» WORK TO DO:
A – For each statement about the climbing route description, state whether it agrees with the text, answering yes or no and quoting the deciding words. (i) The route's first ascent took place in 1935. (ii) The easiest way follows gullies on the far left of the buttress. (iii) From the notch behind the 1st Tower, the climbing to the summit is 3rd and 4th class.
B – Answer these questions from the climbing route description.
(i) Who followed the 1st Tower and described it as "easy peasy"?
(ii) What grade did a friend who soloed the buttress find on the 1st tower?
(iii) In what summer were conditions at the Trail Camp area found appalling?
C – Pick up the climbing route description after its final sentence and continue it.

» TEXT SECTION:

START

Route Description-All Guide Books

The description in all the guidebooks tries to (desperately) make this route an all out scramble. The easiest way to go is to follow dirty and loose gullies on the far right of the buttress. Not sure if John Mendenhall climbed it that way on the first ascent in 1935. He was after all an amazing rock climber for his times and a true Sierra pioneer! A much better (but technical) way is to stay on (or extremely close) to the buttress all the way to the 1st Tower. If you stay on the buttress, the climbing is 4th and easy to mid 5th class, but it is clean, steep and on solid rock. At the BASE of the 1st Tower, go all the way to the LEFT EDGE of the tower and climb straight up the tower. It is steep but not too difficult. We roped about 100 feet of it. I thought there were some moves on the Tower, but Penelope said "easy peasy", (she followed it!!). A friend soloed the buttress a few weeks later and thought the 1st tower had some solid 5.7 on it, but either way, the difficulties are short and soon you are at the top of the first tower. Once you get to the top of the 1st tower and the notch behind it, there are two ways to go. 1. Go left 2. Go right.. Either way it is 3rd and 4th to the summit. See my drawn topo of the route here on SP. If you stay on the prow all the way to behind the 1st Tower, I would rate the climb about 5.6/5.7 or so, but the rock is steep and solid and climbing enjoyable. Pitty this route does not get done more often. When done as a technical rock scramble ON THE BUTTRESS, the route is quite nice. Just don't try to go the easiest way (skip the loose and dirty gullies on the far right of the buttress!). P.S. In the summer of 2012, we found the conditions at the Trail Camp area of the Whitney Trail quite appaling. Trash, feces in bags strewn around, about 100 people trying to camp in this fairly small area, a huge mess. If you hike up the right side of the Inlet that feeds the Trail Camp lake, you'll find wonderful flat area a few hundred yards up, water near-by and total solitute. This is THE spot to camp for East Buttress!

END

[Source records]

START

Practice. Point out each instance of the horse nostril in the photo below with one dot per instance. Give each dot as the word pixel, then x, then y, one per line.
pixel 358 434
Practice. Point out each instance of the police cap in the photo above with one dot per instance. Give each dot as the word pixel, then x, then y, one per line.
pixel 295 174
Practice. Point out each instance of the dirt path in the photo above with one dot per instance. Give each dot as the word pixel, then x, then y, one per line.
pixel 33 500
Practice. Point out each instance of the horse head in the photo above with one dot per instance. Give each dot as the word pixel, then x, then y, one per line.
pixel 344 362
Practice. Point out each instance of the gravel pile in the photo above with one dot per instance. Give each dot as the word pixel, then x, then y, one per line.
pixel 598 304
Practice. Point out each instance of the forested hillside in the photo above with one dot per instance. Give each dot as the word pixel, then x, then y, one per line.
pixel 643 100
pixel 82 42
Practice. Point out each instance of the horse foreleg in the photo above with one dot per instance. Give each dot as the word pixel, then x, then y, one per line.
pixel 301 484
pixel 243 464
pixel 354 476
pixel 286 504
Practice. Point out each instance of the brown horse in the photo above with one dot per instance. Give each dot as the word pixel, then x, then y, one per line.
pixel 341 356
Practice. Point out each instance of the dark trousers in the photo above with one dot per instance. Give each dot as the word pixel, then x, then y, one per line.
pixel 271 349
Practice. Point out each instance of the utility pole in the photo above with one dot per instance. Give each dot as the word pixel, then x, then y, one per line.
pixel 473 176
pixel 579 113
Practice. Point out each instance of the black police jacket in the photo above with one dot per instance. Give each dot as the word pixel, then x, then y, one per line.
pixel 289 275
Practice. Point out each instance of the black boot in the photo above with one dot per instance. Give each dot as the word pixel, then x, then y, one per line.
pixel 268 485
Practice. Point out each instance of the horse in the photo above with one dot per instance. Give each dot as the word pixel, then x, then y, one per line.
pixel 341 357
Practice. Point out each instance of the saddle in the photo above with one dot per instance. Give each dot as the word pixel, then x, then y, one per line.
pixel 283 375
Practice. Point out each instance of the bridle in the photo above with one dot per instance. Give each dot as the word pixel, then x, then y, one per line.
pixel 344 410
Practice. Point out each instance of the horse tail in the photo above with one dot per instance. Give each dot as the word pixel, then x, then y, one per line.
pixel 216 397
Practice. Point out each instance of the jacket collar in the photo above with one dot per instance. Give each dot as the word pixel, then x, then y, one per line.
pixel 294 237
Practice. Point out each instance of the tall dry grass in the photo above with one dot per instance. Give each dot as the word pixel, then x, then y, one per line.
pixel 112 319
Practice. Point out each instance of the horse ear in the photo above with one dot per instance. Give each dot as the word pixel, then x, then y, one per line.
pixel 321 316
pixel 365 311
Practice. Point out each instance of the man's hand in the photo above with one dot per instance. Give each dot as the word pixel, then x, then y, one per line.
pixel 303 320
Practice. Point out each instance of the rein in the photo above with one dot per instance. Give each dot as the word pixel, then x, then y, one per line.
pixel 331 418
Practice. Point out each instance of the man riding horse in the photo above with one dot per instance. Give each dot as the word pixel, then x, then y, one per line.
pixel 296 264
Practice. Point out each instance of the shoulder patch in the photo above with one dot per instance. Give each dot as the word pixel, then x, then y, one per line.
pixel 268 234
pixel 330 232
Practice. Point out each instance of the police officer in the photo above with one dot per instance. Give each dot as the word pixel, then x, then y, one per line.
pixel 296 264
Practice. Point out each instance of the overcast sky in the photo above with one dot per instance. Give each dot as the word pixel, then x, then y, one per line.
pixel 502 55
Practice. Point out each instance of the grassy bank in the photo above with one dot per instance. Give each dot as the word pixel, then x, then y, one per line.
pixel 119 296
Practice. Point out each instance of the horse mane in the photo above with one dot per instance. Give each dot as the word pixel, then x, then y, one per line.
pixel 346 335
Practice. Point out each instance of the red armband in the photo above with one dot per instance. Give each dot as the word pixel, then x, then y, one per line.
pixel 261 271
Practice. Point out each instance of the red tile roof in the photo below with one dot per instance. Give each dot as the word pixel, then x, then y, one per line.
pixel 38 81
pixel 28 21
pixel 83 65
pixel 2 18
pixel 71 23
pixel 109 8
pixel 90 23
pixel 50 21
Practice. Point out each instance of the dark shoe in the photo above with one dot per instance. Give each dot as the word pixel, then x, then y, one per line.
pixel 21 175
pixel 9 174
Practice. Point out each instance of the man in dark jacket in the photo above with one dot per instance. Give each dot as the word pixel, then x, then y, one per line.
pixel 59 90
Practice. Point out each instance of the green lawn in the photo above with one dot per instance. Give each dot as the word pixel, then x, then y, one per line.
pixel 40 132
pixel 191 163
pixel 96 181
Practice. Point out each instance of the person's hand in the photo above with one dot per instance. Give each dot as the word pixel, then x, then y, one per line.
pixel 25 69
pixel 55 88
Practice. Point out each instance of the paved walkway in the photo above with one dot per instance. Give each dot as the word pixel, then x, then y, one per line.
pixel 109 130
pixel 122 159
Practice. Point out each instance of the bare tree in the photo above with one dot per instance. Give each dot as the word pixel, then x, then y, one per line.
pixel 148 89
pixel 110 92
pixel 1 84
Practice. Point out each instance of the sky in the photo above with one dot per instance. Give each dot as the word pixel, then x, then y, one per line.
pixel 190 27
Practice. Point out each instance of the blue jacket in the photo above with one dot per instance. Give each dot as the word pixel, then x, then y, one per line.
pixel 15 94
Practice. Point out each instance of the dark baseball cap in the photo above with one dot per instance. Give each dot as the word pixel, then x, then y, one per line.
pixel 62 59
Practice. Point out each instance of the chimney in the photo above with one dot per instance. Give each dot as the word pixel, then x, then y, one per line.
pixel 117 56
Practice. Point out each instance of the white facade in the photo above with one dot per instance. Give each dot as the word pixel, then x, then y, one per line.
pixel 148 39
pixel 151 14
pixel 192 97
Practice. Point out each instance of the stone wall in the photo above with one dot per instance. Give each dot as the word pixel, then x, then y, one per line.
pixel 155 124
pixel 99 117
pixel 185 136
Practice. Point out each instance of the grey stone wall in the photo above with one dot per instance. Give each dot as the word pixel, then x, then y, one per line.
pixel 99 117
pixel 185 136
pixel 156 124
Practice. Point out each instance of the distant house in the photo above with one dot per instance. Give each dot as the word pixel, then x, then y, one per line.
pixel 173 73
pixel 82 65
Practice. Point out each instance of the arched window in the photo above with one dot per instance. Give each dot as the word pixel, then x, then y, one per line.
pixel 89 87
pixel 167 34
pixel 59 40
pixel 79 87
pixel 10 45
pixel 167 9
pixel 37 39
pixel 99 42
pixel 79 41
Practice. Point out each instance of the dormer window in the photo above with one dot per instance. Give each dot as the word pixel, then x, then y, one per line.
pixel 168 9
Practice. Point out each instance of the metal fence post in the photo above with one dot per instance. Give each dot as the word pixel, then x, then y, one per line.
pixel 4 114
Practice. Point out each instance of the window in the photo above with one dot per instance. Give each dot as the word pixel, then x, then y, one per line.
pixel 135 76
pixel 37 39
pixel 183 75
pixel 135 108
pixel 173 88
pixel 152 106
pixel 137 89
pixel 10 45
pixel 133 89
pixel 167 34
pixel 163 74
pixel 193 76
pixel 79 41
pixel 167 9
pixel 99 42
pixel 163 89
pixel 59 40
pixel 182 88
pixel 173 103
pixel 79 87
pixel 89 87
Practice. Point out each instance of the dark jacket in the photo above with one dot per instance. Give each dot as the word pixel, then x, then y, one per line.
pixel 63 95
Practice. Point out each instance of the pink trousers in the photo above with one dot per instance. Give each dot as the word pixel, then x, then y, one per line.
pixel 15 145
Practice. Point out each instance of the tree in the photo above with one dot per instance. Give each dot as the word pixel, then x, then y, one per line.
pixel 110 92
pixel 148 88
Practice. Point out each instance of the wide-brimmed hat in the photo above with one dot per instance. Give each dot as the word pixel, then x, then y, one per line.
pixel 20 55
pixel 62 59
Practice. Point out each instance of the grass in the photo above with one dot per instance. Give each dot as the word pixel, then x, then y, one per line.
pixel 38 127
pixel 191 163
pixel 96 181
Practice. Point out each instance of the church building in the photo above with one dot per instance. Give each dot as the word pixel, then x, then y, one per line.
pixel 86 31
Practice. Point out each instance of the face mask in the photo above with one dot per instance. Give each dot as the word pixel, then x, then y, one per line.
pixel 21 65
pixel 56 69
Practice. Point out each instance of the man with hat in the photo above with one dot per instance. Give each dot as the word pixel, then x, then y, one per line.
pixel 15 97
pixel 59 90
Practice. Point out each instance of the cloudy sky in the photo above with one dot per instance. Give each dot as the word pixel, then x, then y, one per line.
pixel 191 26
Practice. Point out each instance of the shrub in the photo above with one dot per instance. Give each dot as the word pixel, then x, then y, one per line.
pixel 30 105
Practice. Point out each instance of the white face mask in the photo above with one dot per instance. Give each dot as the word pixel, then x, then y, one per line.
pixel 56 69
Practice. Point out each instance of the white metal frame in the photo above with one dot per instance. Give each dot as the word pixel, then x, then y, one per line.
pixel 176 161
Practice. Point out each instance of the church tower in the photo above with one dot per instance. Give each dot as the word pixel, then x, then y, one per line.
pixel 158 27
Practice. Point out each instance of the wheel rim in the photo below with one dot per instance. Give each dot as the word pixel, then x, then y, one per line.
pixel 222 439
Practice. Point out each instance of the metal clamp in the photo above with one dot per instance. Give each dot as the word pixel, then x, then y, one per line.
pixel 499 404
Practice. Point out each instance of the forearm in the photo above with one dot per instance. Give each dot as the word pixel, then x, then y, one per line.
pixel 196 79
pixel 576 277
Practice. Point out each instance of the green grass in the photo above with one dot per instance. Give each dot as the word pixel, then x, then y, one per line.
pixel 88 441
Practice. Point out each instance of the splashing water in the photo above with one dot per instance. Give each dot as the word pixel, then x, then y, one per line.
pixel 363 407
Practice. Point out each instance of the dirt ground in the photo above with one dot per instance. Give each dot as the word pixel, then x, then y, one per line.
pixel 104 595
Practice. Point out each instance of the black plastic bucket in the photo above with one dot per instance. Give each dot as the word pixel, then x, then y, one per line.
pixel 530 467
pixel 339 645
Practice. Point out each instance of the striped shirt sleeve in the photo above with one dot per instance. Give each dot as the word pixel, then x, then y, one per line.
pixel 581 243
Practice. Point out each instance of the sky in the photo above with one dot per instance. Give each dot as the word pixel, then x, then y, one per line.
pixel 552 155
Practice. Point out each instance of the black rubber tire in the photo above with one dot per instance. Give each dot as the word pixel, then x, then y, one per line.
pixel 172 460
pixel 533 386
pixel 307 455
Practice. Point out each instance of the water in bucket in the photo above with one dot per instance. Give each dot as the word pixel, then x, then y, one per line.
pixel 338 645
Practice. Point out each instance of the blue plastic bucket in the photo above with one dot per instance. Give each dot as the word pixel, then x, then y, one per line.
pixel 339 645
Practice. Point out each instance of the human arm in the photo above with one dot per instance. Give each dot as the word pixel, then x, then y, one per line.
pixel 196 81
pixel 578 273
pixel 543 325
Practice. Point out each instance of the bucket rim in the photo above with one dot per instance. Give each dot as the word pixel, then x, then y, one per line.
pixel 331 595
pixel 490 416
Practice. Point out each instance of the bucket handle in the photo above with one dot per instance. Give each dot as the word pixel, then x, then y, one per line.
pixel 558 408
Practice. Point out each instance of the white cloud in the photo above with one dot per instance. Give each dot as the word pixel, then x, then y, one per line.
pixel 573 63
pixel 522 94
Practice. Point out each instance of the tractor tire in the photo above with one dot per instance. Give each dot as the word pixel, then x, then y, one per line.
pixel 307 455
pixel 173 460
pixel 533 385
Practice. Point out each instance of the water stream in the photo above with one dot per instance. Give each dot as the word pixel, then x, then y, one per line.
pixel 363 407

END

» ANSWERS GIVEN:
A –
(i) Yes: "on the first ascent in 1935"
(ii) No: "follow dirty and loose gullies on the far right of the buttress"
(iii) Yes: "Either way it is 3rd and 4th to the summit."

B –
(i) Penelope
(ii) Some solid 5.7
(iii) The summer of 2012

C –
RyderS

RyderS - Sep 10, 2013 6:22 pm - Hasn't voted

Possible Route Alteration

Update as of 9.8.2013 Not sure how this may affect conditions on the East Buttress route, but a huge rockslide swept down the East Buttress/face of Mt. Muir on Sunday, late morning on Sept. 8. Haven't heard our found much in the way of news, but there is a big rock scar visible 1/2 to 2/3 of the way up the face.

haishan

haishan - Sep 11, 2013 1:10 pm - Hasn't voted

Does "Mendenhall Route" exist?

My wife and I went to solo the route, so looked carefully for the easiest way. All guides show the original class 4 Mendenhall route as a line moving to the right side of the first tower (class 5 variations noted above go to the left side). There appears to be no 4th class route this way. We ended up traversing way too far right along a sloping ledge (looking for the easy way), then followed 4th class slabs and several short steps of 5.6-5.7 climbing on unstable rock, back up and left to join the ridge above the towers. Maybe we can get our route-finding errors published in the next edition of Secor's guidebook too :)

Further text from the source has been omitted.